What the task asks:
Below is a listing; copy all of it exactly.

Record extracts:
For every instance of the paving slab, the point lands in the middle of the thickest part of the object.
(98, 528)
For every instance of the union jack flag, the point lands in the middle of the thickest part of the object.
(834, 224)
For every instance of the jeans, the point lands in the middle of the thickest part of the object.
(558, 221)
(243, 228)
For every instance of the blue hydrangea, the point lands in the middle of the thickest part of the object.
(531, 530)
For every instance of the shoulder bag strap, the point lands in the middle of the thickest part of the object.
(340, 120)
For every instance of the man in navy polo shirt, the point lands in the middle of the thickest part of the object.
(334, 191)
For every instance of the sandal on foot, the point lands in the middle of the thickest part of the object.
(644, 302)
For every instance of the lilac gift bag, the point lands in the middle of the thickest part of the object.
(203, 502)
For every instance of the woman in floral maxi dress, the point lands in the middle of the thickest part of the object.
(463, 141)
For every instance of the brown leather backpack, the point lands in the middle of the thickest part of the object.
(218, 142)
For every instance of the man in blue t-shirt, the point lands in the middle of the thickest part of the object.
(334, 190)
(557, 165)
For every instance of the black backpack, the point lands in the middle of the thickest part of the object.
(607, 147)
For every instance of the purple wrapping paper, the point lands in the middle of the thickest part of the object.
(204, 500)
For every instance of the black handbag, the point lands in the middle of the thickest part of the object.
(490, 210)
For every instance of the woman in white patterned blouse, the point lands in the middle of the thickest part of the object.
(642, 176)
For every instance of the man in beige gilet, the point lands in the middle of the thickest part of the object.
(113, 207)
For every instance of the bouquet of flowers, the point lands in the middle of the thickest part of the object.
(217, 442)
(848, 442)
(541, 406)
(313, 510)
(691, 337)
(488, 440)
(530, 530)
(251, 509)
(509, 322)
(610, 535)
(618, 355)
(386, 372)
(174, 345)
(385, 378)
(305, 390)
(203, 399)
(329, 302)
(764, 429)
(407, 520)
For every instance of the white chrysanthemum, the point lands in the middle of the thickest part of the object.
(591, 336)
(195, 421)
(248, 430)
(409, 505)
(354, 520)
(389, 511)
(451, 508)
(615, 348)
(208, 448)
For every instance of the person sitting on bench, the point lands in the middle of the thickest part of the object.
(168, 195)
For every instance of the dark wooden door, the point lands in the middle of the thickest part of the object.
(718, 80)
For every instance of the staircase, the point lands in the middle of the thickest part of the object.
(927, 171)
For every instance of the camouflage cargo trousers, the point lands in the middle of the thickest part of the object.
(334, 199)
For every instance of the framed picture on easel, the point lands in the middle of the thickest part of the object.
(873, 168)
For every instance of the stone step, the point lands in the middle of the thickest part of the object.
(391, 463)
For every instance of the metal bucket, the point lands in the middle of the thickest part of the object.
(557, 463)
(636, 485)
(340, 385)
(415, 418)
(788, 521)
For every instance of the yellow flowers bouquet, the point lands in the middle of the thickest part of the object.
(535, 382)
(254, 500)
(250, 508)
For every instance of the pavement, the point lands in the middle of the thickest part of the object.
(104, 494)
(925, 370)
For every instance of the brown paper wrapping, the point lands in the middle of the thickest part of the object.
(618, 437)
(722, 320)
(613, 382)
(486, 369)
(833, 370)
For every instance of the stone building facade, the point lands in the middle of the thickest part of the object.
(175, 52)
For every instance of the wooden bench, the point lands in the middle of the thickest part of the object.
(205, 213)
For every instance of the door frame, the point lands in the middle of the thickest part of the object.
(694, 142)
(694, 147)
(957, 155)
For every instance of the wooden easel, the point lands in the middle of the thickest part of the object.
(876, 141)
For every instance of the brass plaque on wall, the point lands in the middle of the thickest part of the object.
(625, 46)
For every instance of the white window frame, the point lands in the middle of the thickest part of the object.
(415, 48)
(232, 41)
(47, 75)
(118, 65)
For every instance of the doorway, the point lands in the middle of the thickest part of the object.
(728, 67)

Written answer:
For every instance of the paving slab, the point lands in the middle of the thickest part of the object.
(98, 528)
For every instance of the union jack flag, the point lands in the middle of the thickest part of the object.
(834, 224)
For every instance of the jeans, the point lands in the middle of the thickest part of the object.
(558, 221)
(243, 228)
For every instance of the blue hydrangea, the point lands in the middle of the thickest part of the object.
(531, 530)
For every instance of the shoulder bag strap, the point lands in the middle of the thickest part of the object.
(340, 120)
For every instance of the man in navy polo shirt, the point lands in the middle of the thickest part of the object.
(334, 191)
For every instance of the sandal on foot, the point lands in the middle of the thickest part of the object.
(644, 302)
For every instance of the lilac gift bag, the point lands in the middle of the thickest part of the object.
(203, 502)
For every instance of the woman in floral maxi dress, the point lands in the middle of the thickest part of the object.
(463, 141)
For every instance of the brown leather backpack, the point lands in the middle of the thickest part of the object.
(218, 142)
For every instance of the man in blue t-shirt, the point lands in the middle of the thickest part of the object.
(334, 190)
(557, 165)
For every instance of the black backpack, the point lands in the middle of the thickest part of the object.
(607, 147)
For every instance of the purple wrapping paper, the point lands in the middle of the thickest part of the object.
(204, 500)
For every instance of the black handbag, the point lands in the middle of the thickest part of the object.
(490, 210)
For every instance of the woman in white patterned blouse, the point lands in the middle of the thickest part of the object.
(642, 176)
For every instance of the man in beige gilet, the point lands in the middle of the thickest part of the object.
(113, 207)
For every instance of the bouquet of flowers, the point lands in the middle of the thickest part of the object.
(217, 442)
(848, 442)
(541, 406)
(313, 510)
(691, 337)
(488, 440)
(530, 530)
(251, 509)
(509, 322)
(610, 535)
(618, 355)
(386, 372)
(174, 345)
(385, 378)
(305, 390)
(203, 399)
(329, 302)
(764, 429)
(407, 520)
For every instance of the white chrysanthemum, the point lands in the middle of the thickest part of the object.
(591, 336)
(195, 421)
(248, 430)
(409, 505)
(354, 520)
(389, 511)
(451, 508)
(615, 348)
(208, 448)
For every instance of the person sitting on bench, the point lands in the middle of the thickest part of the object.
(168, 195)
For every instance of the dark wooden door, the point lands in the middle of the thickest part of the object.
(718, 80)
For every instance of the staircase, the point lands in the middle of the thickest part of the object.
(927, 171)
For every instance of the camouflage cargo trousers, the point lands in the middle of the thickest part of the object.
(334, 199)
For every instance of the framed picture on easel, the point lands in the middle of the thickest part of the object.
(873, 168)
For every instance of the stone step, the point lands in the middle of the thickest part of the object.
(391, 463)
For every instance of the metal bucket, the point lands in the middle of the thickest part of the object.
(557, 463)
(636, 485)
(340, 385)
(415, 418)
(788, 521)
For every instance of the yellow flowers bouquet, the point lands in the middle of the thickest part of the object.
(535, 382)
(254, 500)
(250, 508)
For every instance of the pavement, the point lands in the middle of the thickest part of the object.
(104, 494)
(925, 370)
For every instance of the brown paper wrapping, the point lands in the middle of the thickest part of the object.
(618, 437)
(722, 320)
(613, 382)
(486, 369)
(833, 370)
For every instance of the stone building facade, the point lands in the middle of the thickest part of the object.
(175, 52)
For every instance of the wooden bench, the point lands in the middle of the thickest part of the object.
(205, 213)
For every instance of the door frame, the point lands in the middle of the thickest part of the object.
(694, 142)
(694, 147)
(957, 155)
For every instance of the wooden easel, the point lands in the middle of the thickest part of the object.
(876, 141)
For every instance of the brass plaque on wall, the point lands in the middle of the thickest part of the object.
(625, 46)
For every instance of the white window frame, the point lands in the middle of the thickest part of the object.
(415, 48)
(232, 41)
(47, 75)
(118, 65)
For every instance of the doorway, the point lands in the middle of the thickest part of the object.
(728, 67)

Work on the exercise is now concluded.